GIVEN PASSAGE |
------------

Logs or exception details

All timing measurements were made over 100 render frames. For each variable, I performed the measurement 3 times and kept the most average-looking results.

Legend

key meaning
min Minimum time of one function call for n frames
max Maximum time of one function call for n frames
median Time of one function call for frame # n/2
outliers Top 5 longest times of the function call over n frames

Diagnostic times

NoMips Dynamic
x64 (PC)
min: 4ms, max: 22ms, median: 5ms
printing top 5 outliers:
#95: 10ms
#96: 10ms
#97: 11ms
#98: 11ms
#99: 13ms
#100: 22ms
    
min: 4ms, max: 13ms, median: 4ms
printing top 5 outliers:
#95: 7ms
#96: 7ms
#97: 8ms
#98: 8ms
#99: 9ms
#100: 13ms
    
ARM (HL2)
min: 4ms, max: 37ms, median: 6ms
printing top 5 outliers:
#95: 11ms
#96: 15ms
#97: 23ms
#98: 25ms
#99: 30ms
#100: 37ms
    
min: 3ms, max: 33ms, median: 5ms
printing top 5 outliers:
#95: 8ms
#96: 8ms
#97: 9ms
#98: 9ms
#99: 23ms
#100: 33ms
    
ARM64 (HL2)
min: 10ms, max: 51ms, median: 13ms
printing top 5 outliers:
#95: 26ms
#96: 27ms
#97: 27ms
#98: 34ms
#99: 45ms
#100: 51ms
    
min: 10ms, max: 40ms, median: 12ms
printing top 5 outliers:
#95: 20ms
#96: 20ms
#97: 22ms
#98: 27ms
#99: 37ms
#100: 40ms
    

Discussion

maluoi commented 2 years ago

I'll look into this in detail in the morning, thanks a bunch for writing this up! The ARM vs ARM64 thing is ...unexpected to say the least, the big difference being that ARM64 uses .NET Native, and ARM generally does not.

I'll also note that you can specify more than one TexType, it's a bit flag. So TexType.Dynamic | TexType.ImageNomips will get you both at the same time.

Edit: Also Single vs. Atlased shouldn't make a difference here, you should see logs in the console noting that Atlased isn't implemented, and it falls back to Single anyhow :)

austinbhale commented 2 years ago

Thanks so much for the speedy response!

I did a big facepalm after seeing the docs about Atlased not being implemented after making the table 😅 That's awesome that TexType is a bit flag!

So, I just tested the ARM application again with the TexType set to TexType.Dynamic | TexType.ImageNomips and still am receiving the following outliers:

min: 3ms, max: 46ms, median: 5ms
printing top 5 longest times:
#95: 7ms
#96: 7ms
#97: 8ms
#98: 10ms
#99: 19ms
#100: 46ms

These outliers are my main concern for creating the issue, but the ARM vs ARM64 comparison just peaks my curiosity too!

------------

THINGS TO DO |
1) Please return the stretch of the render timing thread from "I'll look into" through "generally does not.", copied word for word.
2) Answer these questions on the render timing thread:
(a) Over how many render frames were the timing measurements made?
(b) What does ARM64 use that ARM generally does not?
(c) Which TexType setting was used when the ARM application was tested again?
3) Write what comes next in the render timing thread, picking up after its final sentence.
The entries after this point are separate from the render timing thread.

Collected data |
------------

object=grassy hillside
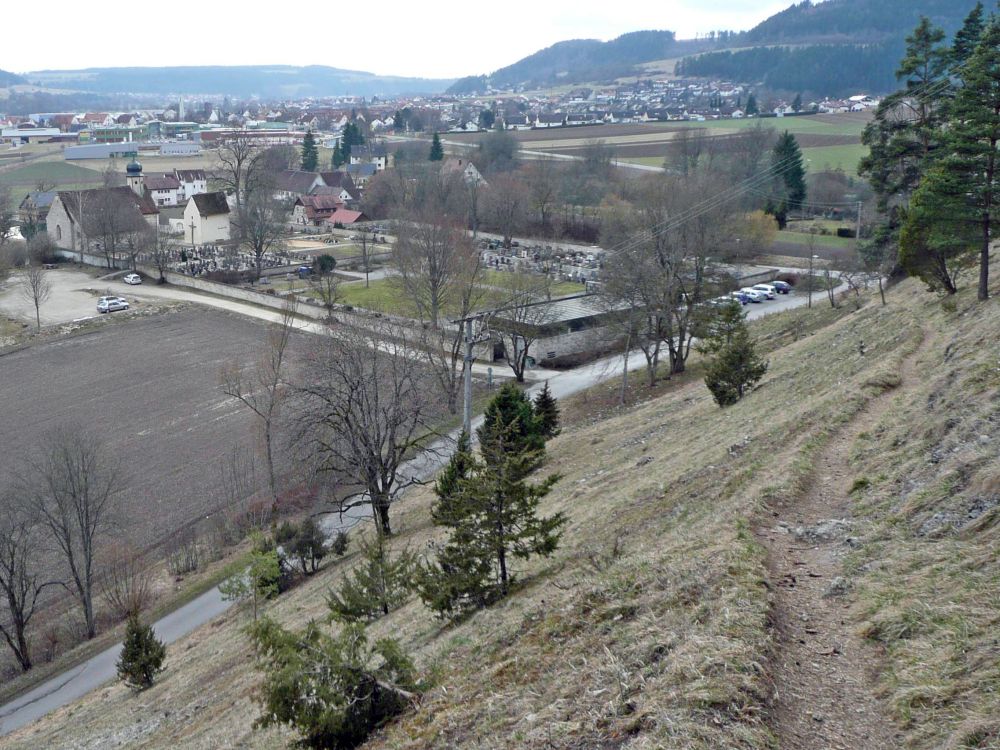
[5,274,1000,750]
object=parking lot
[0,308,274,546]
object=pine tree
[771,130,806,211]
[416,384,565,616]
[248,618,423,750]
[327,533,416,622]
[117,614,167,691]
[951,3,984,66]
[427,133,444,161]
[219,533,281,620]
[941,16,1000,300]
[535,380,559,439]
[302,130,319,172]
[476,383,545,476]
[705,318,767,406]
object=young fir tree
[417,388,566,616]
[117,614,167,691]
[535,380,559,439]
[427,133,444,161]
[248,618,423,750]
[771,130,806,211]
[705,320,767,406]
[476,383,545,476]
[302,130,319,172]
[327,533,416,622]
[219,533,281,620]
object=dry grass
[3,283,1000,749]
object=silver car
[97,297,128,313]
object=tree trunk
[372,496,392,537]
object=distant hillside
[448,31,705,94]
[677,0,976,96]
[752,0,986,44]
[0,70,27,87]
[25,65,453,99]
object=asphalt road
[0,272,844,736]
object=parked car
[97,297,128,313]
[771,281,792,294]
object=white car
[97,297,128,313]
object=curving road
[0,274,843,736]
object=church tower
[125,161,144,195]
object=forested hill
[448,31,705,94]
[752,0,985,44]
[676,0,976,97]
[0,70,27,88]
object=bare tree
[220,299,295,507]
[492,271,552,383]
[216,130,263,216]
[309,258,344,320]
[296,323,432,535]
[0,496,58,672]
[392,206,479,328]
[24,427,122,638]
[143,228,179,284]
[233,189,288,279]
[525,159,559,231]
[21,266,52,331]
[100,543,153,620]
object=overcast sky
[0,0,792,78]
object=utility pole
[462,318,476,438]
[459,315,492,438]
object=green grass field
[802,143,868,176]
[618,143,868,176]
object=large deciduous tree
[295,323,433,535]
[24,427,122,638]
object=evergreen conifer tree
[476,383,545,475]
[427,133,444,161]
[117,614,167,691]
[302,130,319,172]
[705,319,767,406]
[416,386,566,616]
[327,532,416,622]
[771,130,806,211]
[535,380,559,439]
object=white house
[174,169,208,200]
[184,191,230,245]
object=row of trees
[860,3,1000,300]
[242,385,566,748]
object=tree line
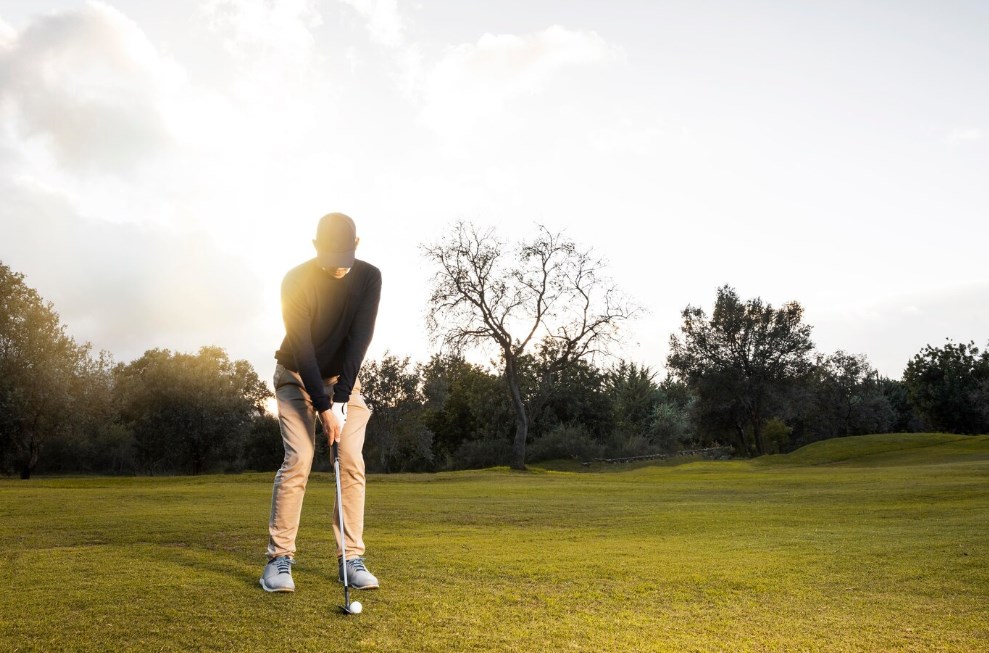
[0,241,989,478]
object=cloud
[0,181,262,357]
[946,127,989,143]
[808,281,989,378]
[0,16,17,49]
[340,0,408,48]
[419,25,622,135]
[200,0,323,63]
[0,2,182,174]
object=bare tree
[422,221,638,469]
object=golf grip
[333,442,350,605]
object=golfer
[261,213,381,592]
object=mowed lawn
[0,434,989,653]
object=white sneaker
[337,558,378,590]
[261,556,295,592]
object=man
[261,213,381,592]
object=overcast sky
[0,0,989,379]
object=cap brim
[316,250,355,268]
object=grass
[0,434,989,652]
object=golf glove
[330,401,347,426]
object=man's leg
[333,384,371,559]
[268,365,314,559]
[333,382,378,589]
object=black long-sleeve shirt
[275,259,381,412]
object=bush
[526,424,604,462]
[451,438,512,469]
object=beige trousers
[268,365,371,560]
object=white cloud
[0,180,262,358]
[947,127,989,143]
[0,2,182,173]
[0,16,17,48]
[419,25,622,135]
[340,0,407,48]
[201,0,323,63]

------------

ANSWERS TO EACH TASK |
1)
I'll look into this in detail in the morning, thanks a bunch for writing this up! The ARM vs ARM64 thing is ...unexpected to say the least, the big difference being that ARM64 uses .NET Native, and ARM generally does not.

2)
(a) 100 render frames.
(b) .NET Native.
(c) TexType.Dynamic | TexType.ImageNomips.

3)
austinbhale commented 2 years ago

I also noticed calling Mesh.SetVerts without calculating the bounds looks like it should simply be copying data in:

https://github.com/StereoKit/StereoKit/blob/dce5945141c000a16fd7497243fab45bd507882b/StereoKitC/libraries/sk_gpu.h#L1006

However, it could be that the Map operation is taking a varying amount of time: https://stackoverflow.com/questions/40808759/id3d11devicecontextmap-slow-performance

Perhaps an option to specify the D3D11_MAP_FLAG_DO_NOT_WAIT flag could boost performance? <- src.

I tested out a very similar design to this sample program for the ARM architecture on HL2 and received outliers that are a factor of ~3-10 of the median time.

Mesh.SetVerts output (ARM + HL2)

MeshRenderer: 163ms
MeshRenderer: 30ms
MeshRenderer: 31ms
MeshRenderer: 27ms
MeshRenderer: 106ms
MeshRenderer: 27ms
MeshRenderer: 27ms
MeshRenderer: 28ms
MeshRenderer: 41ms
MeshRenderer: 20ms
maluoi commented 2 years ago

Yeah, I do suspect that a lot of the issue here is related to interaction with the GPU, which can be kinda complicated. Basically, if the GPU is busy doing something like drawing the previous frame, then it has to wait until the GPU unlocks before a Map can occur.

D3D11_MAP_FLAG_DO_NOT_WAIT is perhaps part of the solution, but that flag IIRC should cause the Map call to error out instead of waiting! You can then attempt to Map later on when the device isn't busy, but rescheduling that task is not exactly simple in this case. There needs to be some amount of interaction with SK's async asset pipeline here to let these slide until later in the frame, or to the next frame.